- [WRITTEN INSTRUCTION]: Please copy the items below, replacing every "report the position of each" with "give the coordinates of each" and leaving everything else unchanged.
== == ==
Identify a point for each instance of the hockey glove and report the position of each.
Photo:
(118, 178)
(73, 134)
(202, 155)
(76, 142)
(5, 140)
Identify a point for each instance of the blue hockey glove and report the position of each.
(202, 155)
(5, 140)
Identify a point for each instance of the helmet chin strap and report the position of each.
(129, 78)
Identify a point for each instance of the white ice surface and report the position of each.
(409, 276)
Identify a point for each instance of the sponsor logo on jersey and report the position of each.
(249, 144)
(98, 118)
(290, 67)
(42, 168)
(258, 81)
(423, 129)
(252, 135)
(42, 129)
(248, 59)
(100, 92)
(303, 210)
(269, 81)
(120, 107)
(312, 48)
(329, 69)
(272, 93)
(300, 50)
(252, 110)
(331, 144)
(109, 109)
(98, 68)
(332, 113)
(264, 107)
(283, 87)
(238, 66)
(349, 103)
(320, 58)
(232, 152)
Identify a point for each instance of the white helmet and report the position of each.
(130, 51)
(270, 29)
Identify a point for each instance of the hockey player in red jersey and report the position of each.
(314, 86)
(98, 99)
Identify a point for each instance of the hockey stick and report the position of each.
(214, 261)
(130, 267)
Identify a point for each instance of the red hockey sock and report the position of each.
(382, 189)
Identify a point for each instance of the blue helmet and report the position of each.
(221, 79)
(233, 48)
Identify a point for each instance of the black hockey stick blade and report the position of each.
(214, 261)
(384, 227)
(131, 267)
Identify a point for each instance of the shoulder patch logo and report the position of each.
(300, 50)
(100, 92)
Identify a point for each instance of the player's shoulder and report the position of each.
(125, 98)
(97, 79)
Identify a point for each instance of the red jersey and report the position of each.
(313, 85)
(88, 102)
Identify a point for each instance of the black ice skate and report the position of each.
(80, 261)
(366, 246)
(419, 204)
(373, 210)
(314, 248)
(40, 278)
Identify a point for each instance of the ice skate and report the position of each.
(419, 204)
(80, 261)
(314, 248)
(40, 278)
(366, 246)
== == ==
- [SOLUTION TO THIS EXERCISE]:
Identify a point for each instance of the hockey glove and give the coordinates of each.
Photo:
(118, 178)
(73, 134)
(202, 155)
(76, 142)
(5, 140)
Identify a point for each instance of the blue hockey glove and give the coordinates of each.
(202, 155)
(5, 140)
Identify a point for each instance of the helmet chin strap and give the coordinates of each.
(129, 78)
Identify a point for each instance of the white ice surface and give the coordinates of each.
(409, 276)
Identify a point for each instance of the sponsor logo on jersey and give the coordinates of each.
(249, 144)
(98, 118)
(290, 67)
(42, 168)
(258, 81)
(423, 129)
(252, 135)
(42, 129)
(248, 59)
(100, 92)
(303, 210)
(269, 81)
(120, 107)
(312, 48)
(329, 69)
(272, 93)
(300, 50)
(252, 110)
(331, 144)
(109, 109)
(98, 68)
(332, 113)
(264, 107)
(283, 87)
(238, 66)
(349, 103)
(320, 58)
(232, 152)
Identify a point for each instance of the white helmet and give the coordinates of each.
(130, 51)
(270, 29)
Identify a point for each instance of the hockey player in red jersey and give the coordinates of each.
(314, 86)
(98, 99)
Identify a point for each instance of the hockey stick and give the coordinates of each.
(214, 261)
(130, 267)
Identify a point for each instance of the red hockey sock and give the coordinates of each.
(382, 189)
Identify a point for each instance of the blue helmet and give the coordinates of each.
(221, 79)
(233, 48)
Identify a point for each instance of the black hockey stick blade and give the coordinates of each.
(214, 261)
(384, 227)
(131, 267)
Identify a point for each instance of the shoulder patch logo and give the coordinates of each.
(300, 50)
(100, 92)
Identify a point for each instance of the player's shoulder and give the coordinates of each.
(125, 98)
(97, 79)
Identify a point for each instance of the red jersey and give the coordinates of each.
(313, 85)
(88, 102)
Identify a point for each instance of the black ice skate and give the coordinates of each.
(80, 261)
(366, 246)
(419, 204)
(373, 210)
(314, 248)
(40, 278)
Identify a point for each instance of the ice skate and give the coordinates of each.
(419, 204)
(80, 261)
(314, 248)
(40, 278)
(366, 246)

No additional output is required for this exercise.